#### [Data extracted from a collection]
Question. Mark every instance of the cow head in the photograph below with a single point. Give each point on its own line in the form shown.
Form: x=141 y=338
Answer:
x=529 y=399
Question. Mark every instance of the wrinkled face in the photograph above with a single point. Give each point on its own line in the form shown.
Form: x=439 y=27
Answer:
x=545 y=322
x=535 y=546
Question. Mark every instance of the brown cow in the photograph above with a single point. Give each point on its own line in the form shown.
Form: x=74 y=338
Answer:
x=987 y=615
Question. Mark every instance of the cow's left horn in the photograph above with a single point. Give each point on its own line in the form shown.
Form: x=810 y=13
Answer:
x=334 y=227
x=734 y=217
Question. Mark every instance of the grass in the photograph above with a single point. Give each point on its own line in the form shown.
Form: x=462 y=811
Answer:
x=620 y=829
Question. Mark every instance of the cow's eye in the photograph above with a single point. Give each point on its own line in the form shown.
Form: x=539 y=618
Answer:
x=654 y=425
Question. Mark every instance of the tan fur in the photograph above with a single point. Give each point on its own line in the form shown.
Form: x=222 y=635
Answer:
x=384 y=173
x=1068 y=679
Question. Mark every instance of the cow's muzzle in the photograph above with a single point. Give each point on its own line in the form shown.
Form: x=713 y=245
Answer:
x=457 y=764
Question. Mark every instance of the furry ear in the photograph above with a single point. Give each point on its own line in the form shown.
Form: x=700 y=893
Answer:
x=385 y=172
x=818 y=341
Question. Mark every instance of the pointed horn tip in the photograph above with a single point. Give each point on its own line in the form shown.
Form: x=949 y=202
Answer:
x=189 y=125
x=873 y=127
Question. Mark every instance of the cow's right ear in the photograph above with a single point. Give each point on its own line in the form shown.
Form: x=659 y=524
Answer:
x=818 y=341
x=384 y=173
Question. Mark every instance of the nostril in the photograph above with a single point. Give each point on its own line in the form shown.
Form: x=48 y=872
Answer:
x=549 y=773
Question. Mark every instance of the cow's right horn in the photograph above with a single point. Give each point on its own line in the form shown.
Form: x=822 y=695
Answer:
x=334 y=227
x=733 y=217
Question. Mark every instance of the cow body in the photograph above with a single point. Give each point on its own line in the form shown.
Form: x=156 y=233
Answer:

#### [Your objective]
Reproduce every line of the listing above verbatim, from the first line to the last, with no changes.

#### [Completed exercise]
Question. Mark every instance of the cow head in the photograph below with a single point. Give each point on its own line in the form shown.
Form: x=141 y=338
Answer:
x=529 y=399
Question. Mark every instance of the wrinkled face in the photograph above with a single point. Give each point on its own line in the form shown.
Form: x=439 y=27
Answer:
x=545 y=322
x=535 y=546
Question. Mark every instance of the brown cow in the photograph above with a single point. Give each point on its own line in the form shown.
Form: x=74 y=338
Answer:
x=987 y=615
Question. Mark every instance of the cow's left horn in the photograph above with a single point. Give each point on its own line in the form shown.
Form: x=810 y=13
Answer:
x=334 y=227
x=734 y=217
Question. Mark every instance of the grass in the photograph above with a single point. Give each point on its own line in the form shown.
Form: x=462 y=811
Answer:
x=620 y=829
Question. Mark every instance of the cow's eye in the photograph above with a single point. Give each point on its own line in the form shown.
Form: x=539 y=618
Answer:
x=654 y=425
Question. Mark every instance of the tan fur in the photograph above with a single point. Give each point on its own line in the form shown.
Form: x=222 y=635
Answer:
x=384 y=173
x=1068 y=679
Question. Mark every instance of the cow's muzzle in the photograph above with a single point. Give each point on its own line in the form shown.
Form: x=713 y=245
Answer:
x=457 y=764
Question. Mark every instance of the furry ear in the photograph above with a single point. Give each point on its own line in the form shown.
Form: x=700 y=893
Answer:
x=385 y=172
x=818 y=341
Question. Mark every instance of the pointed horn tip in the photograph above with a single point. Give each point on its own line in the form shown.
Form: x=949 y=202
Answer:
x=189 y=125
x=873 y=127
Question. Mark every instance of the cow's right ear in the photograph above with a single point. Give each point on its own line in the form shown.
Form: x=659 y=524
Answer:
x=818 y=341
x=384 y=173
Question. Mark every instance of the nostril in the photograph above with a single point. Give each point on its own line in the form shown.
Form: x=48 y=872
Answer:
x=549 y=773
Question. Mark every instance of the cow's right horn in the photograph above with a single point. Give each point on its own line in the form shown.
Form: x=822 y=695
Answer:
x=334 y=227
x=733 y=217
Question. Mark every instance of the cow body in the photograph above with a single point. Give each point on its own line in the form shown.
Form: x=156 y=233
Answer:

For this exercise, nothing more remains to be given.